Task requirements: For the records below, reproduce exactly the line that contains "Point to the grassy" and all subsequent lines, with nothing left out and nothing added.
*** Data in this exercise ***
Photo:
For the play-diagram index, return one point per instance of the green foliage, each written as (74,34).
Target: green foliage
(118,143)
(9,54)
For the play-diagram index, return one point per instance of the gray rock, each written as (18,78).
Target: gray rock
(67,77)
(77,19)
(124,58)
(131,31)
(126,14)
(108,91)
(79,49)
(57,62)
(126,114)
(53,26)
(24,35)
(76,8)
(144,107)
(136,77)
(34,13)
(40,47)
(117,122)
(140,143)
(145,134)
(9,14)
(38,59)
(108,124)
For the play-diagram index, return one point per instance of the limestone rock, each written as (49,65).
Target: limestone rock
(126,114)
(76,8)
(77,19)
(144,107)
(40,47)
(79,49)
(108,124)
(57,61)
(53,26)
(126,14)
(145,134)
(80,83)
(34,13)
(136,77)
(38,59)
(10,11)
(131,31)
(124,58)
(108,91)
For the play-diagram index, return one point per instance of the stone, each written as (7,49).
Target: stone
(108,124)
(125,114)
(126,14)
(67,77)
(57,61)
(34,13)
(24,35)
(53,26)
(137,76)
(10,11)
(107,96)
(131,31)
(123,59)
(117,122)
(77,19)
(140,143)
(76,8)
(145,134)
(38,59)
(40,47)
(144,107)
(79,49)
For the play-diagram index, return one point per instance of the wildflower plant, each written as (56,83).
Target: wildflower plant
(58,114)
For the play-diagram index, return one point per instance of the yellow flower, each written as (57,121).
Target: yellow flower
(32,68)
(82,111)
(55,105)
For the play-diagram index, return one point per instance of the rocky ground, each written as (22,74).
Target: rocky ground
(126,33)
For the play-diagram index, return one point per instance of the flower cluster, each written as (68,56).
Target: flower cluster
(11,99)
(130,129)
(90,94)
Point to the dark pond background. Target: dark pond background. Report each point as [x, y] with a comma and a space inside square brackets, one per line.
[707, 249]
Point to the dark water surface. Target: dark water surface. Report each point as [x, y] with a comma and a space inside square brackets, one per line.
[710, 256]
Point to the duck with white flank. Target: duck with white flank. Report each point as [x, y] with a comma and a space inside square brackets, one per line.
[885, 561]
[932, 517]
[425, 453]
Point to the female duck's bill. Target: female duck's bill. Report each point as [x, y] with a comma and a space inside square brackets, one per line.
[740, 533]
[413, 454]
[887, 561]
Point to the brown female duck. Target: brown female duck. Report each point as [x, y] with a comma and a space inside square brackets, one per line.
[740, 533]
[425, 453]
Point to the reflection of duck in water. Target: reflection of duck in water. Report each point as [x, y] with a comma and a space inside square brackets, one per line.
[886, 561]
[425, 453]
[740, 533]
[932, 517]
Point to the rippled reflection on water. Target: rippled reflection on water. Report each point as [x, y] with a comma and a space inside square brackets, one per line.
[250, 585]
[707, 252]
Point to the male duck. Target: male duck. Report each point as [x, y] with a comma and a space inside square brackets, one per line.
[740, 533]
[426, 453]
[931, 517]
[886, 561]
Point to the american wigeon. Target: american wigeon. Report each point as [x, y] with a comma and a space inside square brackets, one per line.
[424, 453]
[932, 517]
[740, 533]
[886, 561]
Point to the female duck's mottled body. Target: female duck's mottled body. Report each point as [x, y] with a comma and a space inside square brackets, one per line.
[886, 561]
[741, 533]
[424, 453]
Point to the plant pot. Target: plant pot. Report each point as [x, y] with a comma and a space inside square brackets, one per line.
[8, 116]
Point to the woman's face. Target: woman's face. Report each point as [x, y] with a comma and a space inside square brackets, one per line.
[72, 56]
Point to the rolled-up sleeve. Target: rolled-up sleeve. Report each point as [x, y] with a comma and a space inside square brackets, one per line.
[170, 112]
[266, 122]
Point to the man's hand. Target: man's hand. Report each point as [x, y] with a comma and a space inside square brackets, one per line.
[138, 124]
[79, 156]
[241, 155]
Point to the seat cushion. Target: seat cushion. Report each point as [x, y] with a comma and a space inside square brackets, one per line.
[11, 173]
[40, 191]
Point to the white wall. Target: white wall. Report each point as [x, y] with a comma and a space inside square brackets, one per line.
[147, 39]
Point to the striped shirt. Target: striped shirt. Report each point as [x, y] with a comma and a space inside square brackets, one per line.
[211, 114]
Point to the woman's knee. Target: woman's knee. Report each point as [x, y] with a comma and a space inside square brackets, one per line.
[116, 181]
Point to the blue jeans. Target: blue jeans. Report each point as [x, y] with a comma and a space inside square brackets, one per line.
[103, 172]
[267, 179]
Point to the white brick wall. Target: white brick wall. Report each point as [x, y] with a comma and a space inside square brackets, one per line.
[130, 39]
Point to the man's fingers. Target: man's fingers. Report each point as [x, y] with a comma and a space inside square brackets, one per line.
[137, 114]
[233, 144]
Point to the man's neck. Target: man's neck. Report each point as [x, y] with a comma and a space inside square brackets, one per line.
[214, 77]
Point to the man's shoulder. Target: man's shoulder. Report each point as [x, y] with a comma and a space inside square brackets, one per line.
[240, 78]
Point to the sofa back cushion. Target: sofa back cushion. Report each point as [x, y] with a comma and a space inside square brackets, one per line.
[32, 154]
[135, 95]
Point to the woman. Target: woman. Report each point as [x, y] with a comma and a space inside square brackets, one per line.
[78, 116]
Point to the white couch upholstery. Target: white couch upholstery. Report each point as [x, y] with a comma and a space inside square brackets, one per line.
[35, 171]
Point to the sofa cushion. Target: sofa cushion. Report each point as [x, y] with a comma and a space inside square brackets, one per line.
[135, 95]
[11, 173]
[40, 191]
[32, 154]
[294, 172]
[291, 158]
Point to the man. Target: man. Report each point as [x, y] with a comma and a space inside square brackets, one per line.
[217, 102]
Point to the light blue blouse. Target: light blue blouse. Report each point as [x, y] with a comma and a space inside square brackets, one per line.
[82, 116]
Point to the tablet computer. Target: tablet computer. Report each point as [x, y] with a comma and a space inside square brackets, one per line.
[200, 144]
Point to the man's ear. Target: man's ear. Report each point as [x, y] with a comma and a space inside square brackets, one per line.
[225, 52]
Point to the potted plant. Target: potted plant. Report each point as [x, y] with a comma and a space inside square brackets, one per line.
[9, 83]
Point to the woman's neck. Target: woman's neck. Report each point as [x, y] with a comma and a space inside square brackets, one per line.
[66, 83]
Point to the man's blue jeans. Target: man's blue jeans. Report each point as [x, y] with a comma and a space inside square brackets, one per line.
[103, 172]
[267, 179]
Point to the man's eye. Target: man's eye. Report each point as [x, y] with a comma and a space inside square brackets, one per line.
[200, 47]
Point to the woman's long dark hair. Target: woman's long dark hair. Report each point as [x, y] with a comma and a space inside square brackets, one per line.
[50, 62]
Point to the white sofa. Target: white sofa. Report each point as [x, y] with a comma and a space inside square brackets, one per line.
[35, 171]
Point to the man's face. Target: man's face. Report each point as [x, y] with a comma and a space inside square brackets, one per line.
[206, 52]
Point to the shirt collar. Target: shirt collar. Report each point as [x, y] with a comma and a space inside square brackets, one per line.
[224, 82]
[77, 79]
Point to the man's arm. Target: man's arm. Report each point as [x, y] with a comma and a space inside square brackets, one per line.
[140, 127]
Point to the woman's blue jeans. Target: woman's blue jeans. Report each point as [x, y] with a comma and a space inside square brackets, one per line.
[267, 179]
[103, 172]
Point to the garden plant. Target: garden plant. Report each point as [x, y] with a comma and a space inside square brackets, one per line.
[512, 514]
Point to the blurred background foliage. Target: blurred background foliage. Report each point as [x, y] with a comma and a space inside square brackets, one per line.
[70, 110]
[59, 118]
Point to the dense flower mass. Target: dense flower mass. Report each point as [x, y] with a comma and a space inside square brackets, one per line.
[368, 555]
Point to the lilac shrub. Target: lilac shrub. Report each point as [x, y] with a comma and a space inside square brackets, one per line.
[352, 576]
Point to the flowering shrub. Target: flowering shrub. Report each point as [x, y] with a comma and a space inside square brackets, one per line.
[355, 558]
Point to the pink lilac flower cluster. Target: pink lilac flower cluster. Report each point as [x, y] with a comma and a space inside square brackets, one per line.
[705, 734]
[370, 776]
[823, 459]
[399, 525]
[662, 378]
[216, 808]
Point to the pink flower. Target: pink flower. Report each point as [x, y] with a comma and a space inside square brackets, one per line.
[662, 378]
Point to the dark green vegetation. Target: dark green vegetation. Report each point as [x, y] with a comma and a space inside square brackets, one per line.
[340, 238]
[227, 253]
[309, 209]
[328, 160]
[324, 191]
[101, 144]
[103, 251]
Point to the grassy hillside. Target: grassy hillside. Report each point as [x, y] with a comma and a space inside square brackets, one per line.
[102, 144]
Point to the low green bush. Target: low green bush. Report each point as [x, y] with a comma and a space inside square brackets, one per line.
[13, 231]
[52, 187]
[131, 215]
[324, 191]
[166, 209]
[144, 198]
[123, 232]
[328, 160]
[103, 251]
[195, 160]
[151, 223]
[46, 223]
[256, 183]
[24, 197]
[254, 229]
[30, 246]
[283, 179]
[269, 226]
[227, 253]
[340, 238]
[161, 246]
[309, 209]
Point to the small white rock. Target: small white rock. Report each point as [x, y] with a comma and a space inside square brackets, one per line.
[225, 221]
***
Task solution:
Point to the grassy hillside. Target: grassy hillside. Report each point as [x, y] with a comma and a space inside square brackets, one per line.
[102, 144]
Point to the low green bush. Target: low green bush. Report each point as [x, y] with a comma and a space inside square brackets, one per line.
[13, 231]
[52, 187]
[131, 215]
[324, 191]
[166, 209]
[144, 198]
[123, 232]
[328, 160]
[103, 251]
[195, 160]
[151, 223]
[46, 223]
[256, 183]
[24, 197]
[254, 229]
[30, 246]
[283, 179]
[269, 226]
[227, 253]
[340, 238]
[161, 246]
[309, 209]
Point to the small white rock. Target: small white rock. Report each point as [x, y] with a comma and a space inside square brackets, one per line.
[225, 221]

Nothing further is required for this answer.